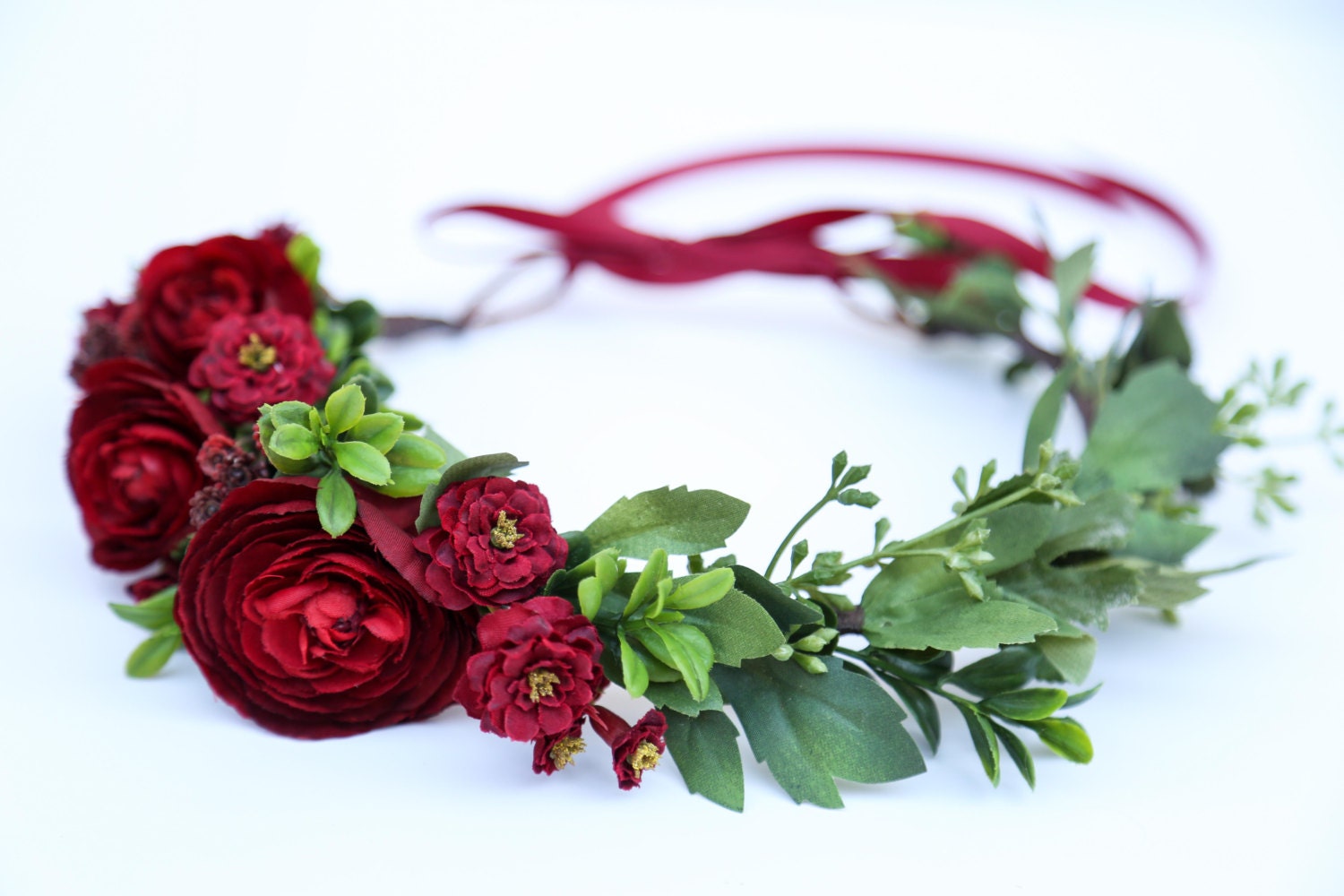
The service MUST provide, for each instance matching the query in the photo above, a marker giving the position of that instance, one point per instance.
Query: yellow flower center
(540, 683)
(564, 750)
(255, 354)
(504, 535)
(645, 756)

### [Problem details]
Format the listing above as a Markdown table with the columns Row and Line, giving each line a number and skipping blank lines. Leave the picture out.

### [Exercise answer]
| Row | Line |
|---|---|
| 1 | The service MUST provide, for each instance matching the query in the photo above, a marker giving the position of that instance, one point per instance. |
| 2 | Query: yellow flower center |
| 3 | (540, 683) |
| 4 | (564, 750) |
| 5 | (255, 354) |
| 6 | (504, 535) |
| 7 | (645, 756) |